課題 A: 以下の記録のうち、「side」という文字列を含む行は何行ありますか。大文字と小文字を区別して数え、その数だけを答えてください。

文書:
+---+

自治体デジタル・トランスフォーメーション(DX)推進計画、改定の概要とポイントとは?-DX先進自治体の取り組み- [インタビュー後編]
武蔵大学社会学部メディア社会学科教授 庄司昌彦氏に、「自治体デジタル・トランスフォーメーション(DX)推進計画 【第2.0版】」(以下、自治体DX推進計画)の改定の概要・ポイントや自治体DXの意義と現状について聞くインタビュー。
後編では、マイナンバーカードの普及状況とDX先進自治体の取り組みについて聞いた。
(聞き手:デジタル行政 編集部 野下 智之、米谷 知子)
マイナンバーカード普及の状況
ーマイナンバーカードの普及率に対する関心が高まっています。普及率が高い自治体、低い自治体がありますが、それらの普及率の要因は何でしょうか?
様々な要因があると思います。一例として、宮崎県都城市はマイナンバーカード普及率が高いですが、普及率だけではなく、行政を自分たちの手で良くしていこうと様々な面で動いていて、その中にマイナンバーカードも位置づけられているのだと思います。また、マイナンバーカードで行政サービスを便利に受けられるようにしよう、という思想を市全体で共有して取り組まれています。
一方で、マイナンバーカードの普及率が低い自治体は積極的にこの機会を活かそうとはなっていないのだと思います。
データを見てみると、都市部より地方の自治体の方が普及率は低いです。職員の人手不足が影響している可能性はあります。
また、自治体がきめ細かく普及策を取っているかというのも影響しています。年齢別・男女別の普及率データを見ると、59歳までは女性の方が普及率は高くなっています。

+---+

提示データ:
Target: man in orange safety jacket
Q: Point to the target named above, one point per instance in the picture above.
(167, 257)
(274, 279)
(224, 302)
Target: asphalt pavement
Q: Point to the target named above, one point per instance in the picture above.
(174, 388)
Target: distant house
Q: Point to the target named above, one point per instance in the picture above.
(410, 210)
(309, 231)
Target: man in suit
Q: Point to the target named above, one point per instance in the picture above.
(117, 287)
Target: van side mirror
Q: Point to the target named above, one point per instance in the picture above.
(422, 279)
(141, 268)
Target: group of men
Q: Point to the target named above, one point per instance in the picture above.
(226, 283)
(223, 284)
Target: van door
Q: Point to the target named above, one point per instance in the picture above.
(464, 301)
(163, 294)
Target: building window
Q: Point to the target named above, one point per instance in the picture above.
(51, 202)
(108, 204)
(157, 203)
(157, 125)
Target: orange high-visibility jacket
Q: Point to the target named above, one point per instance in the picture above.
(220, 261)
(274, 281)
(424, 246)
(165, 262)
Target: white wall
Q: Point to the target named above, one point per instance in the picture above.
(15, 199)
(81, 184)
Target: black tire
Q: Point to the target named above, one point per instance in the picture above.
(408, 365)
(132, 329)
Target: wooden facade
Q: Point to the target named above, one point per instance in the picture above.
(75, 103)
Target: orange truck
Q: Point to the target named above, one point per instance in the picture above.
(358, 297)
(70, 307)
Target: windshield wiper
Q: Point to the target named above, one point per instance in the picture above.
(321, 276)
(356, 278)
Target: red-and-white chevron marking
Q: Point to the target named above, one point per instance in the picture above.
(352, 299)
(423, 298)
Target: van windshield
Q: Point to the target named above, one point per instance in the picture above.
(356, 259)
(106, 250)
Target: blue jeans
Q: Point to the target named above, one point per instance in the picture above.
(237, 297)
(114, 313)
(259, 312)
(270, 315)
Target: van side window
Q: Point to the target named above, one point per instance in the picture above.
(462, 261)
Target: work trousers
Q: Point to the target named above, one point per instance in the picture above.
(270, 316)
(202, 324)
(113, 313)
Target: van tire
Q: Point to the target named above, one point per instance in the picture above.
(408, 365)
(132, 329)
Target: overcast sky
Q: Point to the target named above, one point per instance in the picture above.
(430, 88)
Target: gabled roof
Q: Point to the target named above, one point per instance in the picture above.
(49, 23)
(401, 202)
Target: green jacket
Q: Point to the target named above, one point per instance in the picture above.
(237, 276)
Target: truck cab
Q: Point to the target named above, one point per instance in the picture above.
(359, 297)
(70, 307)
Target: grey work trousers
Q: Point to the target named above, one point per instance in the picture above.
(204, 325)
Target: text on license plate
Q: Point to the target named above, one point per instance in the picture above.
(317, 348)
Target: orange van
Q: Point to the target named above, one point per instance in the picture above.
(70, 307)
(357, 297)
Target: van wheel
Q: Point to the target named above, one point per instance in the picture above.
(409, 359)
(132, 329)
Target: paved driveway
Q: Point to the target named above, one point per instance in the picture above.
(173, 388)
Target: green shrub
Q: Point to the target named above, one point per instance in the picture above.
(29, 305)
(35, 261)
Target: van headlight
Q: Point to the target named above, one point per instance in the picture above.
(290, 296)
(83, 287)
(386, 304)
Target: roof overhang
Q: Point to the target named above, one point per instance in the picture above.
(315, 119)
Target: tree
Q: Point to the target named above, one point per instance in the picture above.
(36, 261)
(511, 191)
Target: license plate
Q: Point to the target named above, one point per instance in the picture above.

+---+

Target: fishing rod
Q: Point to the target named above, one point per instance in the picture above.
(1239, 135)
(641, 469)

+---+

課題 B: 上の自治体DXに関するインタビュー記事から、「マイナンバーカード普及の状況」で始まり「共有して取り組まれています。」までの部分を、一字一句変えずに引用してください。

解答 A: 2

解答 B:
マイナンバーカード普及の状況
ーマイナンバーカードの普及率に対する関心が高まっています。普及率が高い自治体、低い自治体がありますが、それらの普及率の要因は何でしょうか?
様々な要因があると思います。一例として、宮崎県都城市はマイナンバーカード普及率が高いですが、普及率だけではなく、行政を自分たちの手で良くしていこうと様々な面で動いていて、その中にマイナンバーカードも位置づけられているのだと思います。また、マイナンバーカードで行政サービスを便利に受けられるようにしよう、という思想を市全体で共有して取り組まれています。